(About this exercise): Return the stretch of the passage on myofunctional therapy from "Myofunctional therapy is" through "tongue, and throat.", copied exactly.

Myofunctional therapy is a program used to correct the proper function of the tongue and facial muscles used at rest and for swallowing. Correct swallowing depends on a proper relationship between muscles of the face, tongue, and throat.
The act of swallowing is a function that depends on proper patterning. To swallow properly, muscles and nerves in the tongue, cheeks and throat must work together. When a person swallows normally, the tip of the tongue presses firmly against the roof of the mouth, located slightly behind the front teeth. The tongue acts as a starting point, that allows other muscles involved in swallowing to function normally. The roof of the mouth absorbs the force created by the tongue. Serious dental problems may result from the improper function of muscles used in swallowing.
When a person swallows incorrectly, the tip and/or sides of the tongue press against or spread between the teeth. This is commonly called a tongue thrust. Constant pressure from resting or incorrectly thrusting the tongue away from the roof of the mouth may push teeth out of place. The pressure may later prevent teeth from erupting. Oral Myofunctional disorder may also lead to an abnormal bite, the improper alignment between the upper and lower teeth. This problem may lead to difficulties in biting, chewing, swallowing and digesting food.
Incorrect swallowing or oral posture may lead to cosmetic problems. Often the most obvious symptom of incorrect oral posture involves the muscles of the face. A dull, sluggish appearance and full, weak lips develop when muscles aren’t operating normally. Constantly parted lips (with or without mouth breathing) also signal this disorder. A person swallowing incorrectly will often purse and tighten the muscles of the cheeks, chin or lips.
A person with abnormal oral muscle patterns may suffer a lisp or have difficulty articulating sounds. If muscles in the tongue and lips are incorrectly postured, that can prevent a person from forming sounds. Improper oral muscle function may additionally lead to TMJ dysfunction, headaches, stomach distress (from the swallowing of air), posture problems, airway obstruction and other health challenges.
Occasionally, other problems within the body can lead to a swallowing difficulty. A respiratory disorder or airway obstruction, such as enlarged adenoids or tonsils, can be a cause. So can various physical abnormalities and allergies. Sometimes, inherited oral patterns create problems. A tight Frenum, the string that holds the tongue to the floor of the mouth, may restrict proper function.
Orofacial therapy is painless and the exercises are relatively simple. When certain muscles are activated and functioning properly, other muscles will follow suit until proper coordination of tongue and facial muscles is gained. For success in this therapy, consistent exercise every day is necessary until the patient has subconsciously corrected their improper muscle pattern. It also takes constant commitment by the patient, parental support, and time. Treatment usually consists of a regular program of exercises over a 4 to 12 month period, although the length of treatment may vary.

(Source records):
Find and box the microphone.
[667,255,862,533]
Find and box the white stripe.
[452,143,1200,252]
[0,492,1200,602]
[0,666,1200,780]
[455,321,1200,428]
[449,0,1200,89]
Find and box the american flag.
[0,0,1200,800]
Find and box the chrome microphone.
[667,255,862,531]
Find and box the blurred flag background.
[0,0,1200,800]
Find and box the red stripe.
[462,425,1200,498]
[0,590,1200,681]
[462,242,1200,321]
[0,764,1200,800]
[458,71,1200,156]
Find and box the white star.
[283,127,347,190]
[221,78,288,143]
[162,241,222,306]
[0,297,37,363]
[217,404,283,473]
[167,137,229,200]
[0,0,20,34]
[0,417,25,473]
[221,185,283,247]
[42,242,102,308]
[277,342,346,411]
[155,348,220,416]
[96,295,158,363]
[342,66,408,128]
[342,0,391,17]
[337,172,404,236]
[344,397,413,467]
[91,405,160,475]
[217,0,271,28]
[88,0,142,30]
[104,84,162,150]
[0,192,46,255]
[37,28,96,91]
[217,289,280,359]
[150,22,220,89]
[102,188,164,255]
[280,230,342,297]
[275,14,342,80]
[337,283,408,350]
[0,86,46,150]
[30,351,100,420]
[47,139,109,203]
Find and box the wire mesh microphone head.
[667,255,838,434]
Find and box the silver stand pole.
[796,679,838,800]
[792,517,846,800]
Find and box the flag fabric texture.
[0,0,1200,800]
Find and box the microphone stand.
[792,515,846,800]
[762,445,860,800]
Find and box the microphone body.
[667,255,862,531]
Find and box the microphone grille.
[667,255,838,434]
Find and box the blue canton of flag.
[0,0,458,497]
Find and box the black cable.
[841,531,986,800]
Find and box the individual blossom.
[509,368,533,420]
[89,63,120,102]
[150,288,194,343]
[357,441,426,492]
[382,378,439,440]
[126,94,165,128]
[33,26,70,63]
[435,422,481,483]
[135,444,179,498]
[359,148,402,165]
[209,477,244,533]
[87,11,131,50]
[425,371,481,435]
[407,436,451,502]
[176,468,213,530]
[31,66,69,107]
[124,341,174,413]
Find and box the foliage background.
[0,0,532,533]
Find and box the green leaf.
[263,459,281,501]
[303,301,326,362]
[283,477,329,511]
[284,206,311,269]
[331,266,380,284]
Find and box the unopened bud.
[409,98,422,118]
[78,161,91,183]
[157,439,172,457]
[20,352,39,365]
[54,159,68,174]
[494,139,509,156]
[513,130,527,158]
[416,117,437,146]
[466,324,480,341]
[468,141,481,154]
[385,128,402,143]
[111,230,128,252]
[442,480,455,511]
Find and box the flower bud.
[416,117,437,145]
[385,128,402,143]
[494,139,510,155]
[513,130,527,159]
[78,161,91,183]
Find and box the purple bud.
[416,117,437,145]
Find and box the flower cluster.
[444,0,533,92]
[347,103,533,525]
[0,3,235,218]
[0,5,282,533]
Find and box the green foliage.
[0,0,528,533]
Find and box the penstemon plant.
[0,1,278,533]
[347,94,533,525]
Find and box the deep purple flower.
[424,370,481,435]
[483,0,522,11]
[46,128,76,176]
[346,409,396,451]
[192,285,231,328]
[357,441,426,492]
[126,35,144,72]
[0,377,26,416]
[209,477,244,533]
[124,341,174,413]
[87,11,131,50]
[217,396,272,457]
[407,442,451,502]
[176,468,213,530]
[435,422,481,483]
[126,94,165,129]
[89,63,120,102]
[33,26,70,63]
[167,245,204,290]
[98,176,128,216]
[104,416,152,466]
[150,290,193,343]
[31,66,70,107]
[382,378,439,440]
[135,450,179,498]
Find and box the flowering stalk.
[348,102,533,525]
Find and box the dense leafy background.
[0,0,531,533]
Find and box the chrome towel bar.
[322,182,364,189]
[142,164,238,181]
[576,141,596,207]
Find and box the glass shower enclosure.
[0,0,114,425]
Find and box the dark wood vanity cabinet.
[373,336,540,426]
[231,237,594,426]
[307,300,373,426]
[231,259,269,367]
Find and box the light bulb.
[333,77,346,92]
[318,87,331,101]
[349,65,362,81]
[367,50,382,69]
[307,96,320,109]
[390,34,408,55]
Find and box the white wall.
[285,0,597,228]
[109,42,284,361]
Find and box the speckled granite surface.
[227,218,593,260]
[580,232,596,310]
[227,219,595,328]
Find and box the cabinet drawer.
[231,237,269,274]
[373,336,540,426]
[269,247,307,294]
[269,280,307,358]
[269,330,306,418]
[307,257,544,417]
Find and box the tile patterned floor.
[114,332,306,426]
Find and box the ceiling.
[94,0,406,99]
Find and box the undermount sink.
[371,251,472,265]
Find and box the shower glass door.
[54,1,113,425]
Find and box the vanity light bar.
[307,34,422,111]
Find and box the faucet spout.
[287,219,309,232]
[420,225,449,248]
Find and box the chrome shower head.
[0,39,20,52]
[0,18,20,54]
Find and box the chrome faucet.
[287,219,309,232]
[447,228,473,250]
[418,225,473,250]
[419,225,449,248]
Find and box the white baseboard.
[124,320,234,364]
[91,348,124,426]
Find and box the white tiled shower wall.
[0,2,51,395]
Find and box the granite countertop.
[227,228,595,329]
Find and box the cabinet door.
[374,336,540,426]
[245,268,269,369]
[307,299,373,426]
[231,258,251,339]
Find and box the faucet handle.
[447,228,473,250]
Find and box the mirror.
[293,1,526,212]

(Output of the exercise):
Myofunctional therapy is a program used to correct the proper function of the tongue and facial muscles used at rest and for swallowing. Correct swallowing depends on a proper relationship between muscles of the face, tongue, and throat.